== Dataset extract ==
§ §
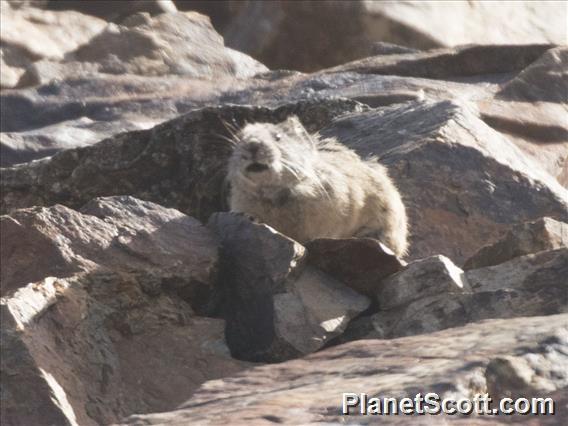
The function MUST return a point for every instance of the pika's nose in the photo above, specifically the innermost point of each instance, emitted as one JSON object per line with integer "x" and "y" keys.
{"x": 253, "y": 148}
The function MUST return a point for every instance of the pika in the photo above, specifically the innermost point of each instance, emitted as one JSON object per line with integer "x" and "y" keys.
{"x": 307, "y": 187}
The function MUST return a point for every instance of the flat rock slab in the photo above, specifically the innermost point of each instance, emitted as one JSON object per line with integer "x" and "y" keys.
{"x": 525, "y": 238}
{"x": 275, "y": 307}
{"x": 115, "y": 234}
{"x": 451, "y": 363}
{"x": 530, "y": 285}
{"x": 420, "y": 279}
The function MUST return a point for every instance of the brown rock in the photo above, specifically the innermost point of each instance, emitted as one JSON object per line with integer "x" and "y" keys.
{"x": 531, "y": 110}
{"x": 526, "y": 238}
{"x": 120, "y": 234}
{"x": 530, "y": 285}
{"x": 98, "y": 346}
{"x": 180, "y": 164}
{"x": 29, "y": 34}
{"x": 295, "y": 35}
{"x": 360, "y": 263}
{"x": 309, "y": 391}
§ §
== Short exercise ==
Copy out the records word for word, from the line containing "of the brown" through the end of the records, including both ends.

== Result ==
The function MUST return a point for every instance of the brown rock in the photo above, specifically the innermost point of each instance, emitted as one JSON object per line with integer "x" and "y" keys.
{"x": 531, "y": 110}
{"x": 526, "y": 238}
{"x": 120, "y": 234}
{"x": 530, "y": 285}
{"x": 98, "y": 346}
{"x": 180, "y": 164}
{"x": 29, "y": 34}
{"x": 295, "y": 35}
{"x": 360, "y": 263}
{"x": 309, "y": 391}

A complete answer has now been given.